## Texte fourni
|---|

On pouvait voir ses photos ou vidéos perso avec le Mac éteind sans avoir a publier ses fichiers sur FlickR ou autre... Une synchro toute simple, qui se fait toute seule suffisait.
Bref, c'était simple, du Apple tout simple branché sur TV et HiFI, qui assurait...avec du matériel TV ou HiFi meme ancien

moi, je ne changerait pas. La MàJ logicielle me suffit 
Bon c'est vrai, elle est chaude. Elle est plus grosse et elle fait un bruit TRÈS leger.


----------



## atari.fr (2 Septembre 2010)

En resumé


 1.via Itunes on ne lit que certains formats video
 2.via XMBC / Boxee on peut lire quasiment tous les flux mais donc forcement stockés sur le disk dur de l'apple TV ?
    la manip pour mettre boxeet et XMBC c'est forcement avec ATVflash ?
 3.Un mac mini avec Plex c'est mieux ?
 4.l'ancienne Apple TV d'origine pouvait faire du streaming : location de film et/ou lire un film stocké sur l'ordi ?
5.pour avoir le 1080p sur l'ancienne il faut faire une modif materielle, mais d'orgine elle passe au maxi du 720p ? 1080i ?
 5.le crack ATVflash permet:



Lire les *Divx, Xvid, AVI, WMV, RMVB*, etc. (avec NITO TV je crois)
Lire les *DVD* sans avoir à les convertir
Synchroniser et visionner vos contenus sans passer par iTunes
Naviguer sur Internet grâce au navigateur aTV
Louer et visionner les *films en HD* via *Jaman.com*
Faire du *streaming*
Lire les *RSS*
*Add More Apps*
      Firefox, Hotspot Shield, XBMC and Boxee.


merci


----------



## Dark Phantom (2 Septembre 2010)

Plus simple : http://www.wdc.com/fr/products/products.asp?driveid=735
85 euros ttc


----------



## Toximityx (2 Septembre 2010)

Apple Confirms *No Software Update* for Original Apple TV. http://www.macrumors.com/2010/09/02/apple-confirms-no-software-update-for-original-apple-tv/


----------



## fpoil (2 Septembre 2010)

1) oui, les formats vidéo acceptés par iTunes
2) non, xbmc sait trés bien lire les fichiers stockés sur tous les ordis de ton réseau perso, sur un NAS,  simplement le plus simple amha c'est d activer le partage Windows sur les Macs car xbmc reconnait par défaut le protocole smb , pour le protocole AFP ( protocole d'échange Apple, il faut d'après mes souvenirs une manip en plus)

|---|

## Lignes de données
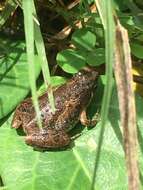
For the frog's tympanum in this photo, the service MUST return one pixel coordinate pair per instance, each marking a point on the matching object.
(71, 100)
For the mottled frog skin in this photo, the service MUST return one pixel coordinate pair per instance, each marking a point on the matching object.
(71, 99)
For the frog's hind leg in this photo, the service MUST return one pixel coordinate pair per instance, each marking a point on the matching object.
(49, 138)
(88, 122)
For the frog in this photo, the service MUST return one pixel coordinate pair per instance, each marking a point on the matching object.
(71, 101)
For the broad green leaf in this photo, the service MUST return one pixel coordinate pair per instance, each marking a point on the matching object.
(96, 57)
(137, 50)
(23, 168)
(71, 61)
(84, 39)
(55, 81)
(14, 84)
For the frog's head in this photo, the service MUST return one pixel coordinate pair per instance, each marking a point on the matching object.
(86, 78)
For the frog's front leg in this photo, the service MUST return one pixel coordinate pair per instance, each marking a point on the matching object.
(48, 138)
(88, 122)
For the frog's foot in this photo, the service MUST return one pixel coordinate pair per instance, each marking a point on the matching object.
(48, 138)
(88, 122)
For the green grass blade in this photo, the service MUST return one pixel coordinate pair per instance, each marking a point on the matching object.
(29, 35)
(106, 13)
(43, 59)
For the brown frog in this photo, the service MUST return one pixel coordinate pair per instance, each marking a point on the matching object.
(71, 101)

|---|

## Énoncé 1
Dans le passage du listing allant de la ligne contenant « For the frog's foot » jusqu'à la fin du listing inclus, remplacez « service » par « API ». Redonnez ces lignes en laissant tout le reste intact.
## Énoncé 2
Reprenez la discussion sur l'Apple TV à la suite de son dernier message.

## Réponse rédigée 1
For the frog's foot in this photo, the API MUST return one pixel coordinate pair per instance, each marking a point on the matching object.
(48, 138)
(88, 122)
For the green grass blade in this photo, the API MUST return one pixel coordinate pair per instance, each marking a point on the matching object.
(29, 35)
(106, 13)
(43, 59)
For the brown frog in this photo, the API MUST return one pixel coordinate pair per instance, each marking a point on the matching object.
(71, 101)

## Réponse rédigée 2
3) question de gouts et de couleurs, mais assurément plus cher même en occasion, et amha, l'atv est plus simple à utiliser pour les membres de la famille, plus friendly
4) l'ancienne atv peut d'origine louer et acheter des films sur le store ( dans ce cas les films sont stockés sur son dd) peut lire les films achetés sur un autre Mac si même compte utilisé et lire tous ce que les librairies itunes des macs contiennent
5) oui même si je n'ai jamais testé le 1080i

Atv flash n'est qu'un moyen simple de cracké son atv, tout peut se faire manuellement en trouvant les outils gratuits sur le net, atv flash n'est qu'une compilation des outils open source existants, apporte amha une valeur ajoutée en apportant le suivi des maj, tout se fait à la telco

Mais je le répète tout peux se faire gratuitement, en lisant les tutus et en maniant ssh, le terminal etc..., question d'urgence et d'envies...


----------



## ipascm (3 Septembre 2010)

Bon pas d' update c est maintenant clair. Je viens de mettre iTunes 10 et la, catastrophe, on ne peut plus synchroniser comme avant l Apple tv, seules les photos sont accessibles.

Gggggggrrrrrrrrrrrrrrrrr


----------



## wayne (3 Septembre 2010)

fpoil a dit:


> 1)
> 5) oui même si je n'ai jamais testé le 1080i
> 
> Atv flash n'est qu'un moyen simple de cracké son atv, tout peut se faire manuellement en trouvant les outils gratuits sur le net, atv flash n'est qu'une compilation des outils open source existants, apporte amha une valeur ajoutée en apportant le suivi des maj, tout se fait à la telco
> .



Sur mon ancienne AppleTV, on peut regler la résolution de la TV à 1080p, ce que j'ai fait car ma TV le supporte, les films en HD sont superbes, mais ou peut-on lire les formats accéptés par l'AppleTV elle même ? dans quels menus ?

C'est surement une question de blaireau, mais je la pose quand même;;;:rateau:


----------



## jcs (3 Septembre 2010)

ipascm a dit:


> Bon pas d' update c est maintenant clair. Je viens de mettre iTunes 10 et la, catastrophe, on ne peut plus synchroniser comme avant l Apple tv, seules les photos sont accessibles.
> 
> Gggggggrrrrrrrrrrrrrrrrr



Ca veut dire quoi ? Tu me fais un peu peur ! On ne peut plus synchroniser l'Apple TV comme avant, tu es sûr ? Merde, je n'ai pas vérifié avant d'installer iTunes 10 et je sens que je vais le regretter.

Au pire, est-ce qu'il y a un moyen de downgrader l'appli ?


----------



## werner75016 (3 Septembre 2010)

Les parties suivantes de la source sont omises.